## TASK INSTRUCTIONS
Count the lines below that contain the word "wing", and reply with only that number.

───── DATASET EXTRACT

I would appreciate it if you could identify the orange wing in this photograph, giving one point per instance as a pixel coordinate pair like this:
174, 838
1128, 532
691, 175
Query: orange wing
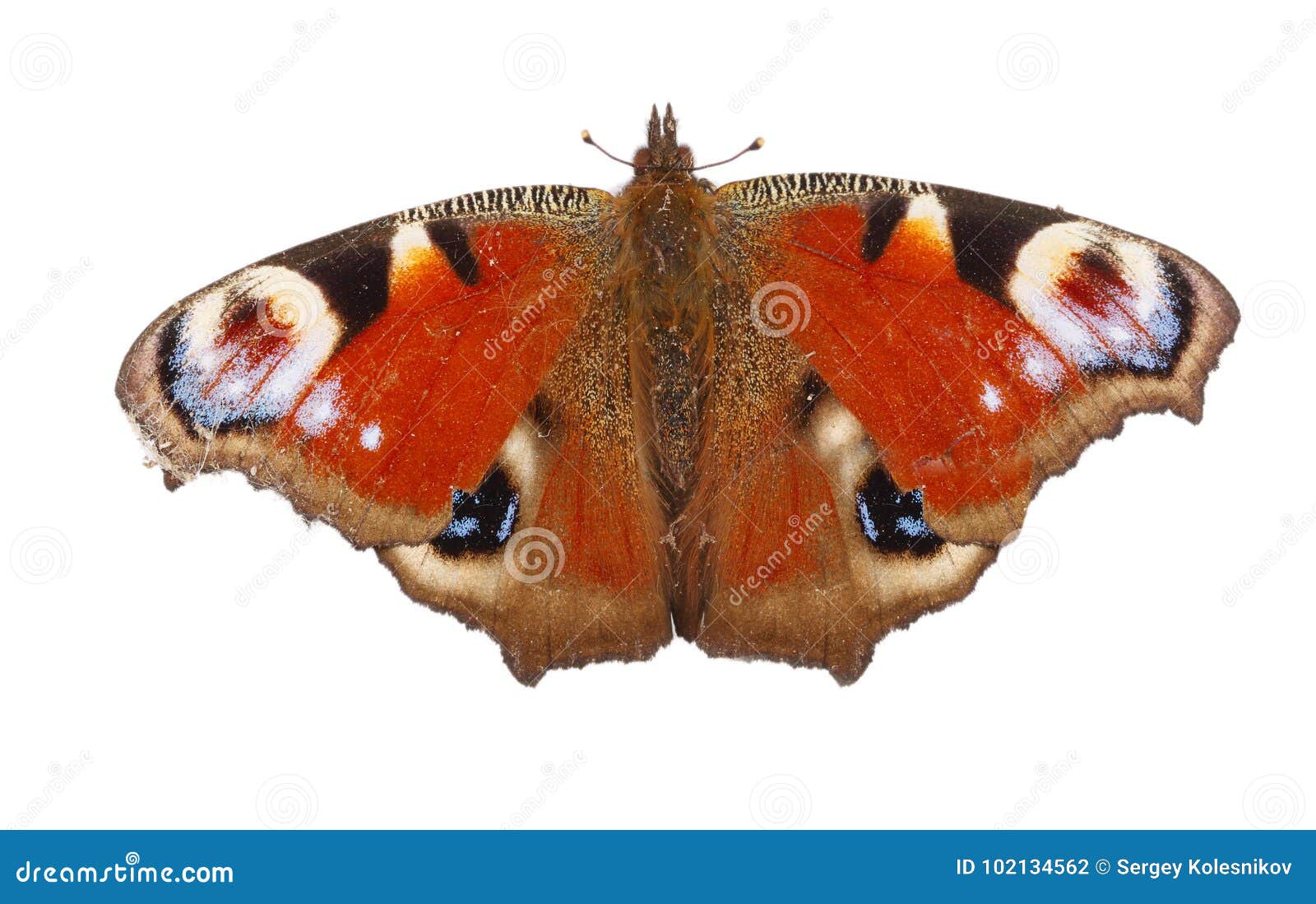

──────────

## EXERCISE RESULT
2